[Work to be completed]
Copy every one of the following records word for word, keeping each line as it stands.

==== Records shown ====

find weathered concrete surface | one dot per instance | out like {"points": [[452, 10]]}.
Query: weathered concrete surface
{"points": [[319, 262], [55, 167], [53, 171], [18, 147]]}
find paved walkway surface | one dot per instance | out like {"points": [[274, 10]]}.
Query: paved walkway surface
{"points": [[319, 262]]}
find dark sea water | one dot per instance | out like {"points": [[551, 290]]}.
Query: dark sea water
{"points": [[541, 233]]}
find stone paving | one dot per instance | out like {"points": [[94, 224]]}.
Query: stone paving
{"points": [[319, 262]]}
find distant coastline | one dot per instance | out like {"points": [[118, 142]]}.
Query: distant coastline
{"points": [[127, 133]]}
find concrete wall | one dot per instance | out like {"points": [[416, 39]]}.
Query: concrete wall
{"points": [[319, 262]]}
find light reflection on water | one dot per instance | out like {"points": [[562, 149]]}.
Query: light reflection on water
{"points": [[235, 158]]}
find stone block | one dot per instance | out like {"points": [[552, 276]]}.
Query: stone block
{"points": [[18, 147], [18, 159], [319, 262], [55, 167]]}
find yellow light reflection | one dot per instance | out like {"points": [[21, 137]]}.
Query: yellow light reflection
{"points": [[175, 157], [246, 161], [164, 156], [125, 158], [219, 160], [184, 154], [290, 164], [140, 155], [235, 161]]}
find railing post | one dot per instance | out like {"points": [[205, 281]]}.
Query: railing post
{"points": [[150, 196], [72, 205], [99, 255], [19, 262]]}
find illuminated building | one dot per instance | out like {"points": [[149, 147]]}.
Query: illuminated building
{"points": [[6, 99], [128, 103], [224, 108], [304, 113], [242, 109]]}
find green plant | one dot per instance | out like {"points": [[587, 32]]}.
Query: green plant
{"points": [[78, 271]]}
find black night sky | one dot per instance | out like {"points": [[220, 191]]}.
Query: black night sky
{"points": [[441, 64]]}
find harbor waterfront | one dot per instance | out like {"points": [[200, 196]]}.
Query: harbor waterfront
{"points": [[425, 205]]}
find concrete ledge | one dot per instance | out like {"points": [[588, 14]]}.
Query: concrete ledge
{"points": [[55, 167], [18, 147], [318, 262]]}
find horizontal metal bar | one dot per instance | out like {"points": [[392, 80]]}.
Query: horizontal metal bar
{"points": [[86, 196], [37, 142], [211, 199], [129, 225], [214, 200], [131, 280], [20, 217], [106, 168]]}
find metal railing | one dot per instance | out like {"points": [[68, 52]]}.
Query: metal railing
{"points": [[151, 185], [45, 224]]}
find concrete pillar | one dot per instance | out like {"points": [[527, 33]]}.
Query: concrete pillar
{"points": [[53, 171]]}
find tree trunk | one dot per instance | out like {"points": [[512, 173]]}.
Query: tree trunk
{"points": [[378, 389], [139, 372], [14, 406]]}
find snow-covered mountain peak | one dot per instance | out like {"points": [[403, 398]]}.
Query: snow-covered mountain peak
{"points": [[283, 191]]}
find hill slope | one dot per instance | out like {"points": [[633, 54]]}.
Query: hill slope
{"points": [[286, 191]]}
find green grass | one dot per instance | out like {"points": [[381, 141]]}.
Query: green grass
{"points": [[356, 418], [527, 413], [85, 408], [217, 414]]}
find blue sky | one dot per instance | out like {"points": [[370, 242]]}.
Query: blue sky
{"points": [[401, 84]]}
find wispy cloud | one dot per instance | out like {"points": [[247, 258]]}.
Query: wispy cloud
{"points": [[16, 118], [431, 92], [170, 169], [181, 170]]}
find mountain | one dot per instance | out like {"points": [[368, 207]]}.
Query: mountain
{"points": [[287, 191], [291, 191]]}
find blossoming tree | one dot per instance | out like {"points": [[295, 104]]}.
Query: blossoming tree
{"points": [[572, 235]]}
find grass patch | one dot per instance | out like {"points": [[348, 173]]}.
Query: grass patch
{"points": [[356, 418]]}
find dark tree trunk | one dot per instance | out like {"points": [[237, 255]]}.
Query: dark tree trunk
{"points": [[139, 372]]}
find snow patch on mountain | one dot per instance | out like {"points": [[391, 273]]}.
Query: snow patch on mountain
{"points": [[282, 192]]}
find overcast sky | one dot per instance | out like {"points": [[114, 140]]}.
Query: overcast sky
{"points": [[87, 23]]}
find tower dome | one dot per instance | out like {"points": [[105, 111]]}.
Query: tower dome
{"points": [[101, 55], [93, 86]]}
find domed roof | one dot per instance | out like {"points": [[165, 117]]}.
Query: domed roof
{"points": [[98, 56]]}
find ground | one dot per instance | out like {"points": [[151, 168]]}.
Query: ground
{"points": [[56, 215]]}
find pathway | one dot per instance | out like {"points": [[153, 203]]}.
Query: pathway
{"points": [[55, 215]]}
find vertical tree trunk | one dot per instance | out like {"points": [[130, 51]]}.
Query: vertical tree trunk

====

[Solution to this problem]
find weathered concrete surface | one dot per instance | out like {"points": [[452, 10]]}.
Query: weathered concrete surface
{"points": [[319, 262], [55, 167], [53, 171], [18, 147]]}
find paved walkway surface | one dot per instance | out like {"points": [[274, 10]]}.
Query: paved walkway surface
{"points": [[319, 262]]}
find dark sea water | one dot per instance | out like {"points": [[551, 290]]}.
Query: dark sea water
{"points": [[541, 233]]}
find stone paving | one dot per instance | out like {"points": [[94, 224]]}.
Query: stone paving
{"points": [[319, 262]]}
find distant coastline | one dot per instance | out like {"points": [[118, 142]]}.
Query: distant coastline
{"points": [[127, 133]]}
find concrete wall | one dot per instance | out like {"points": [[416, 39]]}.
Query: concrete wall
{"points": [[319, 262]]}
find light reflection on water | one dot per instance | out like {"points": [[562, 149]]}.
Query: light reflection on water
{"points": [[235, 158]]}
find stone block | one dot per instance | out like {"points": [[552, 276]]}.
Query: stone block
{"points": [[18, 147], [18, 159], [319, 262], [55, 167]]}
find yellow light reflection | one dot per instance | out like {"points": [[21, 137]]}.
Query: yellow light reflection
{"points": [[175, 157], [246, 161], [164, 156], [125, 158], [219, 160], [184, 154], [290, 164], [140, 155], [235, 161]]}
find railing post | one dot per instance | out like {"points": [[205, 281]]}.
Query: railing post
{"points": [[150, 196], [72, 205], [99, 255], [19, 262]]}
find illuminated building | one dot per instance | out like {"points": [[149, 147]]}.
Query: illuminated building
{"points": [[6, 99], [128, 103], [224, 108], [304, 113], [242, 109]]}
find green plant | one dot per instance | out like {"points": [[587, 32]]}.
Query: green plant
{"points": [[78, 271]]}
find black night sky | one dot per instance | out like {"points": [[220, 191]]}.
Query: black night sky
{"points": [[441, 64]]}
find harbor waterfront | one dot per instance | out like {"points": [[200, 196]]}.
Query: harbor waterfront
{"points": [[425, 205]]}
find concrete ledge | one dot per instance | out like {"points": [[588, 14]]}.
Query: concrete ledge
{"points": [[55, 167], [18, 147], [318, 262]]}
find horizontal metal bar | one dot per instance | out like {"points": [[392, 80]]}.
Query: horizontal metal bar
{"points": [[86, 196], [37, 142], [211, 199], [129, 225], [214, 200], [131, 280], [20, 217], [106, 168]]}
find metal railing | one dot per instance | out like {"points": [[68, 52]]}.
Query: metal railing
{"points": [[151, 185], [45, 224]]}
find concrete pillar | one dot per instance | out like {"points": [[527, 33]]}.
Query: concrete pillar
{"points": [[53, 171]]}
find tree trunk | one dot per instance | out like {"points": [[512, 173]]}.
Query: tree trunk
{"points": [[378, 389], [139, 372], [14, 406]]}
find snow-covered mountain peak | one dot per instance | out like {"points": [[403, 398]]}.
Query: snow-covered mountain peak
{"points": [[283, 191]]}
find hill slope | one dot per instance | out like {"points": [[633, 54]]}.
Query: hill slope
{"points": [[286, 191]]}
find green grass | one dot per instance | out like {"points": [[381, 141]]}.
Query: green grass
{"points": [[356, 418], [527, 413], [85, 408], [217, 414]]}
find blue sky | one dot per instance | out like {"points": [[370, 242]]}.
Query: blue sky
{"points": [[401, 84]]}
find wispy cloud | one dot per instance | out like {"points": [[247, 258]]}.
Query: wispy cloud
{"points": [[16, 118], [431, 92], [170, 169], [181, 170]]}
find mountain | one dot per instance | out like {"points": [[368, 207]]}.
Query: mountain
{"points": [[287, 191], [291, 191]]}
find blossoming tree | one dot per instance | out like {"points": [[295, 104]]}.
Query: blossoming tree
{"points": [[572, 235]]}
find grass patch | one dot per instance | out like {"points": [[348, 173]]}.
Query: grass patch
{"points": [[356, 418]]}
find dark tree trunk | one dot per instance | out like {"points": [[237, 255]]}.
Query: dark tree trunk
{"points": [[139, 372]]}
find snow patch on mountain | one dot per instance | out like {"points": [[391, 273]]}.
Query: snow patch on mountain
{"points": [[282, 192]]}
find overcast sky | one dot per instance | out like {"points": [[114, 140]]}.
Query: overcast sky
{"points": [[87, 23]]}
find tower dome | one dot per instance | out like {"points": [[105, 111]]}.
Query: tower dome
{"points": [[101, 55], [93, 86]]}
find domed roof | one dot per instance | out like {"points": [[165, 117]]}.
Query: domed roof
{"points": [[98, 56]]}
find ground | one dot per instance | out like {"points": [[151, 168]]}.
Query: ground
{"points": [[56, 215]]}
find pathway | one dot per instance | out like {"points": [[153, 203]]}.
Query: pathway
{"points": [[55, 215]]}
find vertical tree trunk | one dot per instance | out like {"points": [[130, 51]]}.
Query: vertical tree trunk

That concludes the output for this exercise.